Extract provided =>
Not much happens, but during the film’s timeframe of a few months, the protagonist goes through a professional crisis. He cannot write. He has no funding for his film. He endures hate mail and negative critiques of his film in film journals. His frustration is revealed in his monologues to Kurosaki. Watanabe talks about crowdfunding, film criticism, audiences, and indie film’s screening slots. As a filmmaker who is no longer in his twenties, does not have many avenues to get his frustration out, and poor Kurosaki has to endure it all.
But gradually there is some kind of coda, and the work for the script is done. Here Watanabe switches gears and has a kind of epilogue, where all the actors appearing in the film tell to the camera their favorite film, and their thoughts on what is wrong with the Japanese film industry.

From his first film And the Mud Ship Sails Away (2013), Watanabe developed his own minimalistic style, which centers on a protagonist, and the people nearest him, in the Tochigi prefecture, north of Tokyo. He has always the same staff: his brother Yuji Watanabe selects, composes and also plays part of the music (here the coffee shops piano scene music and other classical takes). Here we also hear the music of the rock band Triple Fire, about whom the protagonist is trying to write a script. Watanabe’s other family members as producers, local Tochigi people appearing as actors, and the filmmaker’s 100-year old grandmother as the grandma of the protagonist. The gorgeous black and white aesthetic is by the South Korean cinematographer Bang Woohyun. Within the film world of Life Finds a Way, he is the cameraman with whom Watanabe discusses the World Cup over the phone. This seemingly diary-like record of the real Watanabe’s life cleverly reveals its fictionality in scenes like this.

Goal A =>
In the listing below, repeat word for word the stretch from the line containing "of the tie-dye" through the line containing "pixel 390 209".

Data for processing =>
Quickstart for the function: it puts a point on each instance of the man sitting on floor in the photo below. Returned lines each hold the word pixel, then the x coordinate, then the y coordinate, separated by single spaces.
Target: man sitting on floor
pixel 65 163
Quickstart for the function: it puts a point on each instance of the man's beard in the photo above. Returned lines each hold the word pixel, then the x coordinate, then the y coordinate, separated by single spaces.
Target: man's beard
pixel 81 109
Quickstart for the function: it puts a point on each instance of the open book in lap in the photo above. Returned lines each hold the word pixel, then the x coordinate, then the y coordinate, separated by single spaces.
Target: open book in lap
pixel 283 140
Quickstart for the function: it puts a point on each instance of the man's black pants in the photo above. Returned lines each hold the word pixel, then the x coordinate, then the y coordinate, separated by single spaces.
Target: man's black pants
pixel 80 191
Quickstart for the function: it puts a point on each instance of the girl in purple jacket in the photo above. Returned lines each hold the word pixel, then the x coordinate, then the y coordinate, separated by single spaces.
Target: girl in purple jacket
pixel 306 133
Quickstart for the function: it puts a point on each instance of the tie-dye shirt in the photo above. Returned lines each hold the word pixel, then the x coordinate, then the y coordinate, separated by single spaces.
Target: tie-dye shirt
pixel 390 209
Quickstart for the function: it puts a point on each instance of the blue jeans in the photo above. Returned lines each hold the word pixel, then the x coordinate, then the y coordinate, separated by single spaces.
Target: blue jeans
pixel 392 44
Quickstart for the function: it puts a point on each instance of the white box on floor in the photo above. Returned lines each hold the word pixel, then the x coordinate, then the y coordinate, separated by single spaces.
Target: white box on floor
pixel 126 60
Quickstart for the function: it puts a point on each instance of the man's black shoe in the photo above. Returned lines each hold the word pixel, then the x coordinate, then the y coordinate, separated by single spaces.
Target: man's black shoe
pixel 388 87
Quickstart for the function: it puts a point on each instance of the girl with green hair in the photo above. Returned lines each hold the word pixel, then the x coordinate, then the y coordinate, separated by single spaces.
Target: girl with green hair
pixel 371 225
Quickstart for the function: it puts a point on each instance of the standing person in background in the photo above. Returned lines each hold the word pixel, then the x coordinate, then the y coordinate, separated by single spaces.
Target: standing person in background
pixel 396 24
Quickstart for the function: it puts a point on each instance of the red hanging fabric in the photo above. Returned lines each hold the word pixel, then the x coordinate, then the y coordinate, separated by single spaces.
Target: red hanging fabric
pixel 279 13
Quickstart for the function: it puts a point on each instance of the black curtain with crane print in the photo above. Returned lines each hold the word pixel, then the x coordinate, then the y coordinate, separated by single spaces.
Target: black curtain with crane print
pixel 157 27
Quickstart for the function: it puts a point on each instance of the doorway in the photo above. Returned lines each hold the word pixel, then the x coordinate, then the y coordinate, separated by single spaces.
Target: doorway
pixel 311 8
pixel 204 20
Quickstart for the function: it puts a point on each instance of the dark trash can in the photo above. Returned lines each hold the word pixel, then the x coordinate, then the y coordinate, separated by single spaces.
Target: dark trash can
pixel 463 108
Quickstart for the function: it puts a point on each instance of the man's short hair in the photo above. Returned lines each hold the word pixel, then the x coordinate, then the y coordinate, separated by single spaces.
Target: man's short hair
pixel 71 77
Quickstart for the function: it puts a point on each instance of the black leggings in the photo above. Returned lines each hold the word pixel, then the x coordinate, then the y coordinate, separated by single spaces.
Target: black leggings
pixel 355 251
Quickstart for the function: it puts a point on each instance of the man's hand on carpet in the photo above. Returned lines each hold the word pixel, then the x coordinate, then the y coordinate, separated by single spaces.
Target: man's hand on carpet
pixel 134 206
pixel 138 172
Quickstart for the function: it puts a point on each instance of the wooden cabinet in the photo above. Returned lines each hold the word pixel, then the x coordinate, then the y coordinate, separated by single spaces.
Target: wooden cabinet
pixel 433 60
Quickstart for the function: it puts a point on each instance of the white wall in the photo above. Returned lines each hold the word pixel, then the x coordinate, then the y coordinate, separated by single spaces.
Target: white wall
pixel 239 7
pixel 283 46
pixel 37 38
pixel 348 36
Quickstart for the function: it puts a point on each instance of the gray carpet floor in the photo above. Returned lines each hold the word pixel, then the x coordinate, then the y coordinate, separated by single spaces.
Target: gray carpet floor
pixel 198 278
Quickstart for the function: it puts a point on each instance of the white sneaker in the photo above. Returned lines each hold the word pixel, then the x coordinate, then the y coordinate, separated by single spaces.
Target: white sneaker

Goal B =>
Reproduce the film review at the top in full, word for word.

Task result A =>
Quickstart for the function: it puts a point on each instance of the tie-dye shirt in the photo above. Returned lines each hold the word pixel, then the x coordinate, then the y coordinate, separated by single spaces.
Target: tie-dye shirt
pixel 390 209

Task result B =>
Not much happens, but during the film’s timeframe of a few months, the protagonist goes through a professional crisis. He cannot write. He has no funding for his film. He endures hate mail and negative critiques of his film in film journals. His frustration is revealed in his monologues to Kurosaki. Watanabe talks about crowdfunding, film criticism, audiences, and indie film’s screening slots. As a filmmaker who is no longer in his twenties, does not have many avenues to get his frustration out, and poor Kurosaki has to endure it all.
But gradually there is some kind of coda, and the work for the script is done. Here Watanabe switches gears and has a kind of epilogue, where all the actors appearing in the film tell to the camera their favorite film, and their thoughts on what is wrong with the Japanese film industry.

From his first film And the Mud Ship Sails Away (2013), Watanabe developed his own minimalistic style, which centers on a protagonist, and the people nearest him, in the Tochigi prefecture, north of Tokyo. He has always the same staff: his brother Yuji Watanabe selects, composes and also plays part of the music (here the coffee shops piano scene music and other classical takes). Here we also hear the music of the rock band Triple Fire, about whom the protagonist is trying to write a script. Watanabe’s other family members as producers, local Tochigi people appearing as actors, and the filmmaker’s 100-year old grandmother as the grandma of the protagonist. The gorgeous black and white aesthetic is by the South Korean cinematographer Bang Woohyun. Within the film world of Life Finds a Way, he is the cameraman with whom Watanabe discusses the World Cup over the phone. This seemingly diary-like record of the real Watanabe’s life cleverly reveals its fictionality in scenes like this.